Content starts

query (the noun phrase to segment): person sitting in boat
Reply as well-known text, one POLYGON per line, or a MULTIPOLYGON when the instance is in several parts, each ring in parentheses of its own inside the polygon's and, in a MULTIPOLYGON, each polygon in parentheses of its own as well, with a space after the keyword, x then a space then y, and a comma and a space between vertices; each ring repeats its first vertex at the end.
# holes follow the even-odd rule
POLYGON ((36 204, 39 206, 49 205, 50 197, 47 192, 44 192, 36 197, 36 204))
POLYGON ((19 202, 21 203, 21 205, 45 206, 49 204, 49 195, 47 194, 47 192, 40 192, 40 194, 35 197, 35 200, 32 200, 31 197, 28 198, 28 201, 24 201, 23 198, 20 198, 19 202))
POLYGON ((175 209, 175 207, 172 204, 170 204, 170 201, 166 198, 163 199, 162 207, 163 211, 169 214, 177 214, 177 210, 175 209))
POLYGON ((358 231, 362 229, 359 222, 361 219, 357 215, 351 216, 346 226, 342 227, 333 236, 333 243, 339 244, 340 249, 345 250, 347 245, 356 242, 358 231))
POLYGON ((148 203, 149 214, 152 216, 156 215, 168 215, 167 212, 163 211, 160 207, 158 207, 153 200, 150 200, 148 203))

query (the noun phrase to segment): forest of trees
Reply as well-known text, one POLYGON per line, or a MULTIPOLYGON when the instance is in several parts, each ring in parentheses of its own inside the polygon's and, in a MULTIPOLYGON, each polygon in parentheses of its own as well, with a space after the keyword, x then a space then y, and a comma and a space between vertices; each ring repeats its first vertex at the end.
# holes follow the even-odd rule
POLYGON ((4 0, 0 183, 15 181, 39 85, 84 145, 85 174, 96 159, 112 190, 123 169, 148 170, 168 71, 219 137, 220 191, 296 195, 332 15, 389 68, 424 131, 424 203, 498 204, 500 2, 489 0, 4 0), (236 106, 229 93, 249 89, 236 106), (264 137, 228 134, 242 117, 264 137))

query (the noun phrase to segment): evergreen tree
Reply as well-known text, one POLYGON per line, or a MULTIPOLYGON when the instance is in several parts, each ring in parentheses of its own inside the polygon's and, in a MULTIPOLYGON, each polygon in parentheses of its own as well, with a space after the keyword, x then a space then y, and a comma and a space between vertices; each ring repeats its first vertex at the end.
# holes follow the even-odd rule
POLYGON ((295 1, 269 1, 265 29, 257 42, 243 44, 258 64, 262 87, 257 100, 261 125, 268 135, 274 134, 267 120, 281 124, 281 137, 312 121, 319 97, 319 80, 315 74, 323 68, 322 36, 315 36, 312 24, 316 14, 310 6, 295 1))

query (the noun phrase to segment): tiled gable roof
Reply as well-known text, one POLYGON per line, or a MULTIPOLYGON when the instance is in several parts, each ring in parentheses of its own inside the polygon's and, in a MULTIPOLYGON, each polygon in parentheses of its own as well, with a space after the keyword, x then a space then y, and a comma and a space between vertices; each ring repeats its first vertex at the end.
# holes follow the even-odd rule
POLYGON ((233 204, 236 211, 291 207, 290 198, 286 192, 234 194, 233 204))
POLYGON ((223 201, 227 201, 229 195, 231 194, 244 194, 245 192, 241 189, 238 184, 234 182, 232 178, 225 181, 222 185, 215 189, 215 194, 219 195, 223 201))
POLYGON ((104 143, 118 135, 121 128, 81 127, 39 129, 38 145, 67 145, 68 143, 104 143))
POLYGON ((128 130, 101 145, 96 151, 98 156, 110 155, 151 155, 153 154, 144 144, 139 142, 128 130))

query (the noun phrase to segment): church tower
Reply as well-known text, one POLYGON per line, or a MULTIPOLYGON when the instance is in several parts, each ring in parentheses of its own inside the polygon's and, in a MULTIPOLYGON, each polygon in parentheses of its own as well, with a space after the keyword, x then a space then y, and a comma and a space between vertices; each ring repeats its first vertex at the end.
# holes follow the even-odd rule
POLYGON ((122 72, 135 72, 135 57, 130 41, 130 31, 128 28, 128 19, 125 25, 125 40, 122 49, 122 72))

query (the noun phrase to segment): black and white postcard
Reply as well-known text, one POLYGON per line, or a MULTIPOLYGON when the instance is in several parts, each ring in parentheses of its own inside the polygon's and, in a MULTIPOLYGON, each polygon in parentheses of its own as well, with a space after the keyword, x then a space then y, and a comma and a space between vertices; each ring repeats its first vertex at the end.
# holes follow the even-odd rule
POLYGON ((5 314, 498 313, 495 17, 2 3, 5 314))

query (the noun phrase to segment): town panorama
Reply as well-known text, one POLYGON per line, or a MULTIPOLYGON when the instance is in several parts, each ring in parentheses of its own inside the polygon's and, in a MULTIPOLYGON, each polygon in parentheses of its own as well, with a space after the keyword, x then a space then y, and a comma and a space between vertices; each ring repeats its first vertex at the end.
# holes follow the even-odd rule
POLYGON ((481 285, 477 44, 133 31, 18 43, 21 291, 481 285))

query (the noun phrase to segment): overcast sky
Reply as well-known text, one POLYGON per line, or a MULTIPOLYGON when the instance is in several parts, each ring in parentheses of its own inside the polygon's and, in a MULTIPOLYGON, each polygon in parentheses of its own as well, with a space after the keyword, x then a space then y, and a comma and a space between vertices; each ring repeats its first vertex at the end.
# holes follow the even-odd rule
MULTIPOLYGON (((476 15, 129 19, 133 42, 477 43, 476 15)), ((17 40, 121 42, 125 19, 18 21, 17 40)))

Content ends

ACTIVITY: In full and verbatim, repeat the records given above.

YOUR SOLUTION:
query (the noun phrase to segment): person sitting in boat
Reply as well-known text, one POLYGON per line, or a MULTIPOLYGON when the instance is in several parts, each ring in parentheses of its own inside the polygon's and, in a MULTIPOLYGON, each polygon in parentheses of its own as well, with a space after the keyword, x then a space then y, and a comma and a space between vertices; each ring repeats its first vertex at the end.
# holes follow the even-odd rule
POLYGON ((36 204, 39 206, 49 205, 50 197, 47 192, 44 192, 36 197, 36 204))
POLYGON ((19 202, 21 203, 21 205, 45 206, 49 204, 49 195, 47 194, 47 192, 40 192, 40 194, 35 197, 35 200, 32 200, 31 197, 28 198, 28 201, 24 201, 23 198, 20 198, 19 202))
POLYGON ((175 209, 175 207, 172 204, 170 204, 170 201, 166 198, 163 199, 162 207, 163 211, 169 214, 177 214, 177 210, 175 209))
POLYGON ((358 231, 362 229, 359 222, 361 219, 357 215, 351 216, 346 226, 342 227, 333 236, 333 243, 339 244, 340 249, 345 250, 347 245, 356 242, 358 231))
POLYGON ((148 203, 149 214, 152 216, 156 215, 168 215, 167 212, 163 211, 160 207, 158 207, 153 200, 150 200, 148 203))

query (the noun phrase to segment): forest of trees
Reply as well-known text, one POLYGON per line, or a MULTIPOLYGON when the instance is in several parts, each ring in parentheses of its own inside the polygon's and, in a MULTIPOLYGON, each polygon in parentheses of its own as well, with a space after the keyword, x then a space then y, and a comma and a space between vertices; each ring repeats its first vertex at the end.
# holes follow the even-odd rule
POLYGON ((4 0, 0 183, 15 181, 39 85, 84 145, 85 174, 96 159, 112 190, 123 169, 148 170, 168 71, 219 137, 220 191, 296 195, 332 15, 389 68, 424 131, 424 203, 498 204, 500 2, 489 0, 4 0), (236 106, 229 93, 249 89, 236 106), (264 137, 228 134, 242 117, 264 137))

query (the noun phrase to segment): evergreen tree
Reply as well-known text, one POLYGON per line, or a MULTIPOLYGON when the instance is in several parts, each ring in parentheses of its own inside the polygon's and, in a MULTIPOLYGON, each polygon in parentheses of its own as well, with a space after the keyword, x then a space then y, and a comma and a space between vertices; each ring repeats its first vertex at the end.
# holes follow the even-odd rule
POLYGON ((295 1, 269 1, 265 29, 257 42, 243 44, 258 64, 262 87, 257 100, 261 125, 268 135, 274 134, 267 120, 281 124, 281 137, 312 121, 319 97, 319 80, 315 74, 323 68, 322 36, 315 36, 312 24, 316 14, 310 6, 295 1))

query (the noun phrase to segment): tiled gable roof
Reply as well-known text, one POLYGON per line, or a MULTIPOLYGON when the instance is in several parts, each ring in parentheses of its own inside the polygon's and, in a MULTIPOLYGON, each polygon in parentheses of its own as well, with a space after the keyword, x then a space then y, and a comma and a space between vertices; each ring repeats its first vertex at the end.
# holes follow the even-odd rule
POLYGON ((233 204, 236 211, 291 207, 290 198, 286 192, 234 194, 233 204))
POLYGON ((223 201, 227 201, 229 195, 231 194, 244 194, 245 192, 241 189, 238 184, 234 182, 232 178, 225 181, 222 185, 215 189, 215 194, 219 195, 223 201))
POLYGON ((104 143, 118 135, 121 128, 81 127, 39 129, 38 145, 67 145, 68 143, 104 143))
POLYGON ((128 130, 101 145, 96 151, 98 156, 110 155, 151 155, 153 154, 144 144, 139 142, 128 130))

query (the noun phrase to segment): church tower
Reply as well-known text, one POLYGON per line, or a MULTIPOLYGON when the instance is in several parts, each ring in parentheses of its own inside the polygon's and, in a MULTIPOLYGON, each polygon in parentheses of its own as well, with a space after the keyword, x then a space then y, and a comma and a space between vertices; each ring repeats its first vertex at the end.
# holes follow the even-odd rule
POLYGON ((122 72, 135 72, 135 57, 130 41, 130 31, 128 28, 128 19, 125 25, 125 40, 122 49, 122 72))

query (the noun phrase to segment): black and white postcard
Reply as well-known text, one POLYGON per line, or a MULTIPOLYGON when the instance is in several parts, each ring in parentheses of its own inside the polygon's and, in a MULTIPOLYGON, each polygon in parentheses of its own as well, with a space after the keyword, x then a space then y, and a comma and a space between vertices; each ring repeats its first vertex at the end.
# holes follow the even-odd rule
POLYGON ((5 314, 498 313, 495 17, 2 3, 5 314))

query (the noun phrase to segment): town panorama
Reply as well-known text, one POLYGON per line, or a MULTIPOLYGON when the instance is in several parts, each ring in parentheses of its own inside the polygon's and, in a MULTIPOLYGON, each polygon in parentheses of its own as well, with a space after the keyword, x then a space then y, and a comma and a space between vertices; each ring repeats its first vertex at the end.
# holes follow the even-odd rule
POLYGON ((481 285, 477 44, 133 31, 18 43, 21 291, 481 285))

query (the noun phrase to segment): overcast sky
Reply as well-known text, one POLYGON per line, or a MULTIPOLYGON when the instance is in several parts, each ring in parentheses of its own inside the polygon's and, in a MULTIPOLYGON, each polygon in parentheses of its own as well, with a space after the keyword, x then a space then y, and a comma and a space between vertices; each ring repeats its first vertex at the end.
# holes follow the even-odd rule
MULTIPOLYGON (((476 15, 129 19, 133 42, 477 43, 476 15)), ((17 40, 121 42, 125 19, 18 21, 17 40)))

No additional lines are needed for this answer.